Exercise directions:
Scale the data, starting at its first line and stopping after the line that contains "[[554, 282]]": copy every line, requests included, and multiply each coordinate in the answers by 0.35, rounding to whole numbers with halves rounded up. Leave the numbers in the requests and their format samples as they are.

Information shown:
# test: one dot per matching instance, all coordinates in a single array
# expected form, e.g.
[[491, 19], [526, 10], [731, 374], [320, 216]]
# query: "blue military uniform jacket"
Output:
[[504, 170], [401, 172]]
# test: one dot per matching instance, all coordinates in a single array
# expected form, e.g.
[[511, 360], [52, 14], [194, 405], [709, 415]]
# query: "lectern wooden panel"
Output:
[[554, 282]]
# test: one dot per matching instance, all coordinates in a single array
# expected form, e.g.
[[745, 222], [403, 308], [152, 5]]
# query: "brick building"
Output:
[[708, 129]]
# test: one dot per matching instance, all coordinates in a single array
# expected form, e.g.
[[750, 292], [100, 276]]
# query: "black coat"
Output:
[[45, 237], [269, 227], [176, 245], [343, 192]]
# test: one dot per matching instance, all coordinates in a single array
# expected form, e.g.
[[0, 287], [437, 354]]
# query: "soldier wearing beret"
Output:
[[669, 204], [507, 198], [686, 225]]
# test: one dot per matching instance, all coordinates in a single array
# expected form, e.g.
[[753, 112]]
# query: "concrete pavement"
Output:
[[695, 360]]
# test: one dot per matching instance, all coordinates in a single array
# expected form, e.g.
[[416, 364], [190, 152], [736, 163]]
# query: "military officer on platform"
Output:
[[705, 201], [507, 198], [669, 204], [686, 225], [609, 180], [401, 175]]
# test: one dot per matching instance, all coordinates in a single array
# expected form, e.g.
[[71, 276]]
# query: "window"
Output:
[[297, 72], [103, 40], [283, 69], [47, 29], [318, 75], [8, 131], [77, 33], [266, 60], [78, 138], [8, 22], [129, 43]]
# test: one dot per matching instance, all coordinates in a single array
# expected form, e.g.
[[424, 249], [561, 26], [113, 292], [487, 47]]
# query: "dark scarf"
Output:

Task response:
# test: one dot per matching instance, all coordinates in a single array
# expected form, e.g.
[[491, 19], [526, 10], [731, 374], [320, 216]]
# query: "blue military uniform jacket"
Output:
[[176, 60], [140, 60]]
# test: one dot per matching instance, all coordinates in a single array
# expected form, e.g.
[[511, 360], [52, 14], [194, 405], [709, 415]]
# query: "lectern wooden panel"
Output:
[[194, 99]]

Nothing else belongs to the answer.